* START Passage *

For instance, it is now fashionable to profess a bias against coherence, continuity and so on, and to affirm the ‘bewildering plurality’ of the period you’re discussing: but what you come up with in the end is always a name for, and a theory of, the period. An obvious instance is Post-Modernism. Even the proponents of that latest of historic periods cannot escape the need not only to demonstrate a coherent incoherence in Post-Modern arts, but to suggest, with whatever degree of irony and blague, a perhaps similarly oxymoronic relationship between those arts and everything else.

Appleyard starts his book with an impression of Britain in 1945. Bombsites are made to symbolise a culture itself reduced to rubble, the national thanksgiving services are innocent but false assertions of cultural continuity. The peace (it is true to say) was in its way dismaying, even, as Appleyard calls it, shocking, especially as it included the bomb, and perhaps he had to say so somewhere. But one is glad to come to the end of such catalogues of pious impieties, such large generalisations about the culture and the politics of Britain, and pass on to more concrete and arguable instances, by means of which we are to be shown how the writers of the time illustrate the context and mood of the time – Wodehouse agreeably exploiting British pastoral illusions, Rex Warner, in his parable The Aerodrome, warning us against a parochialism that could be dangerous in a hostile and regimented world, and so on. And now the business of making everything hang together, not only in the arts but in the political present and its drab or fearful visions of the future, is under way.

* END Passage *
* START Provided data *

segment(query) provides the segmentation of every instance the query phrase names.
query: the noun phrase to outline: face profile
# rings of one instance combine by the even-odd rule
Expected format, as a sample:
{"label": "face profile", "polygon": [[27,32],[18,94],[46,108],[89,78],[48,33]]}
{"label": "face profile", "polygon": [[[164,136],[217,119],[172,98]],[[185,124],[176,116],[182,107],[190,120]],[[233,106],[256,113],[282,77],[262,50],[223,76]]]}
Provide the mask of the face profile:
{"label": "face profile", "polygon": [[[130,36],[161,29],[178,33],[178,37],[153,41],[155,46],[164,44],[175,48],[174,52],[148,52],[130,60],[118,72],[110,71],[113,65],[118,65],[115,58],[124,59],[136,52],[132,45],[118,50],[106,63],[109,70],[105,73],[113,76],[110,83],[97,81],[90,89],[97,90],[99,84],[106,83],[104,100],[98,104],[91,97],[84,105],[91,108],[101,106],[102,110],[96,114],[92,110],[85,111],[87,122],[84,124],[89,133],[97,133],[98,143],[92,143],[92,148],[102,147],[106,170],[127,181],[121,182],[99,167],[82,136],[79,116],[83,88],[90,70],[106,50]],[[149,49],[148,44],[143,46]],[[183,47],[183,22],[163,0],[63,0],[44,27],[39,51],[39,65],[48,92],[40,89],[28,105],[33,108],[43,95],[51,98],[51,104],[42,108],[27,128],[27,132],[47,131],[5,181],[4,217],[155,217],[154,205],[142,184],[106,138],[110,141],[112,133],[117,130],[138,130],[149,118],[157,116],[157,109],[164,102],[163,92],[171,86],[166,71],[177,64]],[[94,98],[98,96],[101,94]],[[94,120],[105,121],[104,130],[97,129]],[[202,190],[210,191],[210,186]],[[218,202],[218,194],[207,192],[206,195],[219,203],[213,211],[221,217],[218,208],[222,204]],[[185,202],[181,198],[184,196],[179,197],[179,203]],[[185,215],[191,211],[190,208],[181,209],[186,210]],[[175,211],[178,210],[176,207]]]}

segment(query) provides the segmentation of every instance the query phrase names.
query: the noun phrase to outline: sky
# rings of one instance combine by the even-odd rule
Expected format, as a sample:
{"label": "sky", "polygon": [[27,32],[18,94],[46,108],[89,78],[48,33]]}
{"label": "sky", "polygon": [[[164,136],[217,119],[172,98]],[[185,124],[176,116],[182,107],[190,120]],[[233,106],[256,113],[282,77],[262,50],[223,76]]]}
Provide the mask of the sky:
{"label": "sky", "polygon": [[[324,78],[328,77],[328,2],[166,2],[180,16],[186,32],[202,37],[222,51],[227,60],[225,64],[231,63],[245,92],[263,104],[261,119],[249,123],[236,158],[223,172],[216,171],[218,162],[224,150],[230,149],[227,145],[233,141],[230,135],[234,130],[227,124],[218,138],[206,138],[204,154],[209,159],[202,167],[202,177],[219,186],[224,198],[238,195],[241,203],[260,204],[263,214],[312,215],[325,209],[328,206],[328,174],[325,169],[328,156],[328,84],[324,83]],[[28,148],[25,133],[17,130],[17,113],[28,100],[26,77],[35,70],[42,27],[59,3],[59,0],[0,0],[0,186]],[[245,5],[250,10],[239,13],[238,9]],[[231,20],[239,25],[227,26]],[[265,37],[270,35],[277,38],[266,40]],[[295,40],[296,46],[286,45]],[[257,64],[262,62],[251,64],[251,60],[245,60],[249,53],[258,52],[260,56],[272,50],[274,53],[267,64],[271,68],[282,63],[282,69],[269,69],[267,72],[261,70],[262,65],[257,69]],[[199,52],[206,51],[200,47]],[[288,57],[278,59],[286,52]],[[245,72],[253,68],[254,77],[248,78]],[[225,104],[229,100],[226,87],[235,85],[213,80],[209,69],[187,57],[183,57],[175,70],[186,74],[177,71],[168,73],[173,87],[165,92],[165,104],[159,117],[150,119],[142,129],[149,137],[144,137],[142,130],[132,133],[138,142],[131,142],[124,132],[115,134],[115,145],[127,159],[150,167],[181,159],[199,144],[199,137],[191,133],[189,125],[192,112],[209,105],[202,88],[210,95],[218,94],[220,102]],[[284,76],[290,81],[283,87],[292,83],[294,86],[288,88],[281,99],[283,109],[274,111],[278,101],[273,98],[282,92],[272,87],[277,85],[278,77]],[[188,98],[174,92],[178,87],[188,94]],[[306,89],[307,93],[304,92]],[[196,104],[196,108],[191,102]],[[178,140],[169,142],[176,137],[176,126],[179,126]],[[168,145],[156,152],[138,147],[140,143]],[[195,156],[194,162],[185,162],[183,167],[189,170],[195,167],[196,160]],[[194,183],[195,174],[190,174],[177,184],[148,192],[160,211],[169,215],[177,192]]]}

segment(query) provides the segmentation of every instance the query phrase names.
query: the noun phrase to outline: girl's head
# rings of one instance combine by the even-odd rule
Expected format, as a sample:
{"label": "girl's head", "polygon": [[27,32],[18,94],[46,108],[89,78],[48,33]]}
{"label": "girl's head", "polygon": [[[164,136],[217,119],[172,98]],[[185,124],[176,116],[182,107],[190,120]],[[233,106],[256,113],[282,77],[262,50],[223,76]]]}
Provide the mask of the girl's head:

* END Provided data *

Tasks:
a) Please list every person named in the passage, in the order they first appear.
b) Reproduce the passage word for word, starting at "For instance, it" and ending at "and everything else.".

Answers given:
a)
Appleyard
Wodehouse
Rex Warner

b)
For instance, it is now fashionable to profess a bias against coherence, continuity and so on, and to affirm the ‘bewildering plurality’ of the period you’re discussing: but what you come up with in the end is always a name for, and a theory of, the period. An obvious instance is Post-Modernism. Even the proponents of that latest of historic periods cannot escape the need not only to demonstrate a coherent incoherence in Post-Modern arts, but to suggest, with whatever degree of irony and blague, a perhaps similarly oxymoronic relationship between those arts and everything else.